아래 줄을 열 이름이 지시와 답인 두 열 CSV로 정리하되, 지시 글과 그 답을 각각 큰따옴표로 감싼 한 필드에 넣고 줄바꿈은 공백으로 바꾸세요. 그림은 답에 넣지 마세요.
● ● ● ●
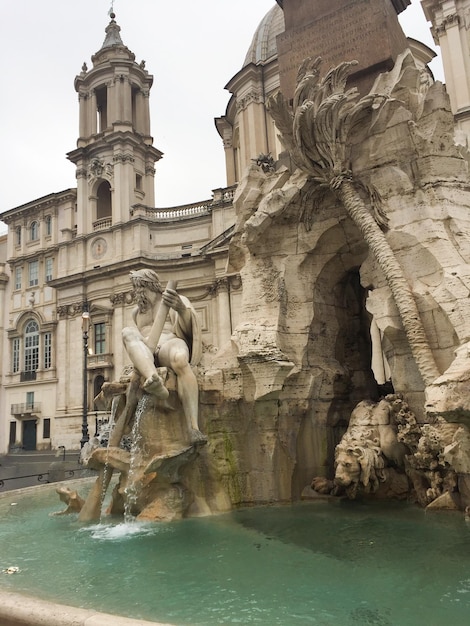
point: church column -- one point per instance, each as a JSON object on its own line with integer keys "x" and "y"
{"x": 126, "y": 95}
{"x": 146, "y": 113}
{"x": 139, "y": 111}
{"x": 92, "y": 113}
{"x": 223, "y": 302}
{"x": 83, "y": 117}
{"x": 111, "y": 109}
● ● ● ●
## 문제 정답
지시,답
"point: church column -- one point per instance, each as a JSON object on its own line with integer keys ""x"" and ""y""","{""x"": 126, ""y"": 95} {""x"": 146, ""y"": 113} {""x"": 139, ""y"": 111} {""x"": 92, ""y"": 113} {""x"": 223, ""y"": 302} {""x"": 83, ""y"": 117} {""x"": 111, ""y"": 109}"